(WORK TO DO)
Please copy out every one of the records below word for word, leaving out the pictures.

Records from a point-labeling set:
..........

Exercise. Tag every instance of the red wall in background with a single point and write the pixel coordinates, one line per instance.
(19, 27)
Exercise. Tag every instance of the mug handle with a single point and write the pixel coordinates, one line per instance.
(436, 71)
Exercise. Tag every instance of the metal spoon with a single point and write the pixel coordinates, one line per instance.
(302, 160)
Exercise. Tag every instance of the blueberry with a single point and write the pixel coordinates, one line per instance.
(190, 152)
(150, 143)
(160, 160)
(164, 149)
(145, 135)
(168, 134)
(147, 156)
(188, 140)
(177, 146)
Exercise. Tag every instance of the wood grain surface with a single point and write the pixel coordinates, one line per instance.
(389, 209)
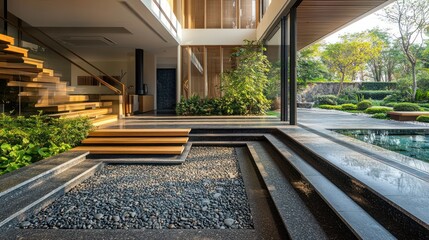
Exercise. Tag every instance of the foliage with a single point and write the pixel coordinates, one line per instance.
(334, 107)
(27, 140)
(378, 86)
(326, 100)
(411, 18)
(423, 118)
(363, 105)
(375, 94)
(380, 116)
(408, 107)
(349, 56)
(377, 109)
(348, 106)
(309, 65)
(243, 86)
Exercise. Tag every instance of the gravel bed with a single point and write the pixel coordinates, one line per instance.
(206, 192)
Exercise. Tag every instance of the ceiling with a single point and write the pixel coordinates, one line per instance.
(108, 29)
(317, 19)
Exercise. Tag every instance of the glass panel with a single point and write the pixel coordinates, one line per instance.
(213, 13)
(197, 72)
(194, 14)
(273, 46)
(229, 14)
(213, 71)
(248, 14)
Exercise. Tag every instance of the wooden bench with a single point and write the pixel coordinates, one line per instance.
(406, 116)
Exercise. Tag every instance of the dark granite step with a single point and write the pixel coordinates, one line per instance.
(360, 223)
(16, 207)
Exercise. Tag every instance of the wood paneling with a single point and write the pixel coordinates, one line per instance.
(318, 18)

..........

(FULL SOLUTION)
Exercise. Tag every instance of the red wall in background with a single point and write the pixel coordinates, one line per instance.
(19, 27)
Exercise. Tag every instance of the mug handle with a single point and write the pixel coordinates, one line per instance.
(436, 71)
Exercise. Tag every instance of the metal spoon with a single point and write the pixel coordinates, one line per instance.
(302, 160)
Exercise. Tag every instance of the blueberry with a single point and write the pixel coordinates, one line per instance.
(190, 152)
(150, 143)
(160, 160)
(164, 149)
(145, 135)
(168, 134)
(147, 156)
(188, 140)
(177, 146)
Exercise. Tag every instance of the wood grain surface with a single point and write the pixel coordinates, one line per instance.
(389, 209)
Exercise. Tag every instance of the foliage with a single point and write the pixel coordinates, one line per instance.
(334, 107)
(27, 140)
(378, 86)
(326, 100)
(411, 18)
(423, 118)
(363, 105)
(375, 94)
(380, 116)
(408, 107)
(349, 56)
(377, 109)
(348, 106)
(309, 65)
(243, 86)
Exercise. Tag every instance of the gravel bed with a single point and write the pixel coordinates, one line per instance.
(206, 192)
Exercise. Tag every instance of the ceiling with a single point and write the pixel coordinates, one line per instance.
(108, 29)
(317, 19)
Exercise. Tag every instance of the glass panel with a single point and write the pixel coordinates, one line per instance.
(213, 13)
(197, 72)
(194, 14)
(273, 46)
(229, 14)
(213, 71)
(248, 14)
Exercise. Tag every instance of the wooden bench with a single point and write the pixel coordinates, one line per instance.
(406, 116)
Exercise. Tag every instance of the dark granite step with a single point and write the pixel coordinates, one line per instance.
(360, 223)
(16, 207)
Exercise. Tag every instance of the wood paneling with a single point and write the pixel coordinates, one line per instance.
(318, 18)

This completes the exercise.